— ASSIGNED TASK —
Could you continue the news report on the Oklahoma tornado below, picking up after its final sentence?

— TEXT BLOCK —

More than 1,000 people had already registered for assistance from the Federal Emergency Management Agency, or FEMA, which sent hundreds of workers to Oklahoma to help with the recovery.

After a long day of searching through shattered homes that was slowed by rainy weather on Tuesday, Oklahoma County Commissioner Brian Maughan said it seemed no one was missing.

“As far as I know, of the list of people that we have had that they are all accounted for in one way or another,” he said.

TEN CHILDREN AMONG DEAD

The state medical examiner on Wednesday released details on the people who died in the storm, and reported 10 children, including a four-month-old baby, were among the victims, more than the nine previously reported.

The other children ranged in age from 4 years to 9 years old. The storm's oldest victim, of those whose ages were released, was 63. Most of the victims died of blunt force injuries that were probably caused by flying debris and five of the children died from suffocation.

Most of the children were at Plaza Towers Elementary School, which took a direct hit by the deadliest tornado to strike the United States in two years.

Emergency workers pulled more than 100 survivors from the debris after the tornado ripped through the Oklahoma City region with winds exceeding 200 miles per hour (320 kph), leaving a trail of destruction 17 miles (23 km) long and 1.3 miles (2 km) wide.

The National Weather Service said the tornado was ranked a rare EF5, the most powerful on the Enhanced Fujita Scale.

(Stored entries)
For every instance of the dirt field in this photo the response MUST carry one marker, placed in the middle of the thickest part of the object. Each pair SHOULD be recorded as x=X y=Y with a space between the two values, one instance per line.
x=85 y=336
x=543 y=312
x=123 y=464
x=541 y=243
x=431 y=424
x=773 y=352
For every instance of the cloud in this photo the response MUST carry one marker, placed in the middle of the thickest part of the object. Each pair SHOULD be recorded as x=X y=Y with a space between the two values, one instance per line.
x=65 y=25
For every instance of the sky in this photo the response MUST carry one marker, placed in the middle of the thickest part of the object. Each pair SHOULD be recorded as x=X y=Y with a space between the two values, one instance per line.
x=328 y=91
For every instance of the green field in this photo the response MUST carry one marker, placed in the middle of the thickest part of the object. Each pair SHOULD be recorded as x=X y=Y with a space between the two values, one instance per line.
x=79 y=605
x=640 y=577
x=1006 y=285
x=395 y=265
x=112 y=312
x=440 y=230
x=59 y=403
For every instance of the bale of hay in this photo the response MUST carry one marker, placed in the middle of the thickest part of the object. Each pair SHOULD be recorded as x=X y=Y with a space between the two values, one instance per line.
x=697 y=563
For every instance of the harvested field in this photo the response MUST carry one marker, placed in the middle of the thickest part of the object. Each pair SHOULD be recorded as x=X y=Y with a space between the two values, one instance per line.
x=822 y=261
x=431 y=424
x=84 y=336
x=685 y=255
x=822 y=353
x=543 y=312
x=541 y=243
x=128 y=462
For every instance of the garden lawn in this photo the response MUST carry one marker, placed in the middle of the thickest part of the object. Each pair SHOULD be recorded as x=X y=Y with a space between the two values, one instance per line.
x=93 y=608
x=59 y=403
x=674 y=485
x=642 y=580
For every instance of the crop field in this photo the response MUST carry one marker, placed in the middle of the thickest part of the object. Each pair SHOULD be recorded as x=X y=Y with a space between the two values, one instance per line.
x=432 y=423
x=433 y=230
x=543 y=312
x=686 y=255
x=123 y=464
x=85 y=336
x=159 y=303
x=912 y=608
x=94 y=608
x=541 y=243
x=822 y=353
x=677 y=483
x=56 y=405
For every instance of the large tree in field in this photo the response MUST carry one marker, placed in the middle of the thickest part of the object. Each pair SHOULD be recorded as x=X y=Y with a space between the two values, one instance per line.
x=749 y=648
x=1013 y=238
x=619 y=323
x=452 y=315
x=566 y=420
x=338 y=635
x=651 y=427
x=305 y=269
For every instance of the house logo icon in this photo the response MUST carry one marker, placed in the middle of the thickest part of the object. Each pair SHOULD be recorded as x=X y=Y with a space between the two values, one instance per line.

— EXPECTED ANSWER —
STORM SAFE SHELTERS

The last time a giant twister tore through the area, on May 3, 1999, it killed more than 40 people and destroyed thousands of homes. That tornado also topped the scale.

Oklahoma Emergency Management's Lojka said 2,400 homes were damaged or obliterated and an estimated 10,000 people affected.

The death toll was lower than might have been expected given the extent of the devastation in Moore, home to 55,000 people.

Some ascribed the relatively few deaths to many people having small “storm safe” shelters, basically a concrete hole in the garage floor with a sliding roof that locks.

Billy McElrath, 50, of Oklahoma City, said his wife hid in a storm safe in their garage when the tornado hit.

She emerged unhurt even though the storm destroyed the 1968 Corvette convertible she had bought him as a birthday present, and crushed a motorcycle.

“Everything else is just trashed,” he said as he loaded a pickup with salvaged goods.

Kraig Boozier, 47, took to his own small shelter in the Westmoor subdivision of Oklahoma City and watched in shock as a fan in the wall was ripped out.

“I looked up and saw the tornado above me,” he said.

Officials said another factor behind the surprisingly low death toll was the early warning, with meteorologists saying days in advance that a storm system was coming.

Once a tornado was forming, people had 15 to 20 minutes of warning, which meant they could take shelter or flee the projected path. The weather service also has new, sterner warnings about deadly tornadoes.

Many of those who do not have a basic storm shelter at home, which can cost $2,500 to $5,000, have learned from warnings over the year to seek hiding places at home during a tornado.

Jackie Raper, 73, and her daughter, for instance, sought shelter in the bathtub in her house in Oklahoma City.

“The house fell on top of her,” said Caylin Burgett, 16, who says Raper is like a grandmother to her. Raper broke her arm and femur, and bruised her lungs, Burgett said.